What is needed: In which lines of the data does the string "below" appear? Copy every one.

Image-grounded pointing data
# # #

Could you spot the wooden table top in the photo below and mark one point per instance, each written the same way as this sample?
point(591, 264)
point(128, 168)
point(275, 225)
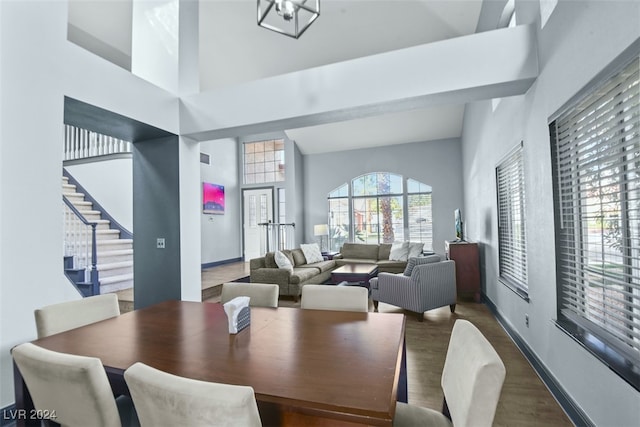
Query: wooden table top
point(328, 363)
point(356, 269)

# # #

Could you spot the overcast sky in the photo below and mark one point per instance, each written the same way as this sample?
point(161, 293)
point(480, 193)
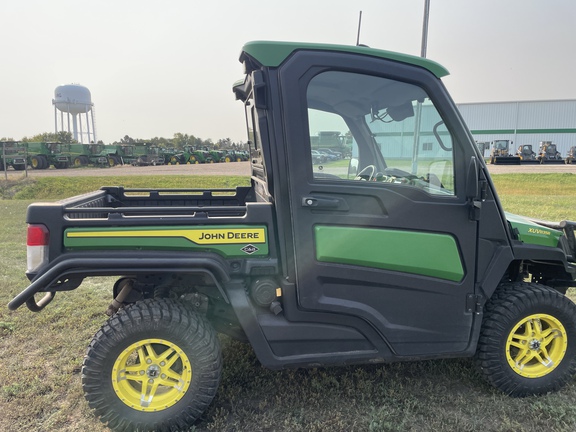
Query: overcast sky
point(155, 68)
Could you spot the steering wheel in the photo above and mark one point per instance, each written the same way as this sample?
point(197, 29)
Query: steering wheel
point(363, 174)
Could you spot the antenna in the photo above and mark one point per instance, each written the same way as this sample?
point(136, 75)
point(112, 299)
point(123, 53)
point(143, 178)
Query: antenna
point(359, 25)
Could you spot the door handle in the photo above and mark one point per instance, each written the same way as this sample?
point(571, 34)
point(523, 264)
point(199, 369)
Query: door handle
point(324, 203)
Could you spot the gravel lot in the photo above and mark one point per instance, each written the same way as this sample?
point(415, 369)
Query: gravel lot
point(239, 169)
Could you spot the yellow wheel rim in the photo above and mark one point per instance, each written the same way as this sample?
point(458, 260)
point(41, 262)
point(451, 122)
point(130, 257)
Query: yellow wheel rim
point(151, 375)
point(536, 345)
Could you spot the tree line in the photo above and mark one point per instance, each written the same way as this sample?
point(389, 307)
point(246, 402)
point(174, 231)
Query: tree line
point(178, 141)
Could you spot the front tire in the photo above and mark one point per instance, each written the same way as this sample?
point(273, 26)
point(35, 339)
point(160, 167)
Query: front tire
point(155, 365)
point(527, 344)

# # #

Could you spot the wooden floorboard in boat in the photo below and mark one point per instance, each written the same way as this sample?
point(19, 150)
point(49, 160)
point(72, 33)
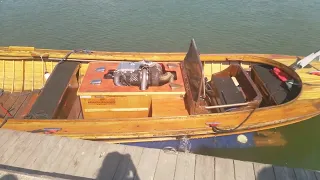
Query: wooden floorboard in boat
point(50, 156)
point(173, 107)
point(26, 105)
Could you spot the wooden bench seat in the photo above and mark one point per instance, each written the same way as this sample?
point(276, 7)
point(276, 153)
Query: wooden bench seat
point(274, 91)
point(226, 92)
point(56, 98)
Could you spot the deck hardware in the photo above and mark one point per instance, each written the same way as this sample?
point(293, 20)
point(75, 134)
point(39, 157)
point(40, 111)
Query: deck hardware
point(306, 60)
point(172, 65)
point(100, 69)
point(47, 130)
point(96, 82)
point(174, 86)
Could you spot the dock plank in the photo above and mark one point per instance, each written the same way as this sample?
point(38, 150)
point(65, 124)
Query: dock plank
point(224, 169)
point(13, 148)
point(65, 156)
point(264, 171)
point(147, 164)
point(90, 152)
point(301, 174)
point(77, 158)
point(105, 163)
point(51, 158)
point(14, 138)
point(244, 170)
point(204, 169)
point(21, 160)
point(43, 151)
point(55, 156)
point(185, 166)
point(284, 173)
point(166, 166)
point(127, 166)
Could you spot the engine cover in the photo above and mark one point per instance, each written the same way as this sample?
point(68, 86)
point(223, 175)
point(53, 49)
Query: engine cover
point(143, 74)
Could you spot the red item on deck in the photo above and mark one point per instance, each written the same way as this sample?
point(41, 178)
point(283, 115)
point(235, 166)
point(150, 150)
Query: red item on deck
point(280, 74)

# # #

Solution to the problem:
Could you spot the wooden table top in the photo below and mark one point per instance, each written the same way as this sample?
Could you spot the overcast sky in the photo below and mark one point per instance, each written the same way as this sample?
Could you spot the wooden floorboard in boat in the photo below and mark one point per instance, each written the same way as this sample?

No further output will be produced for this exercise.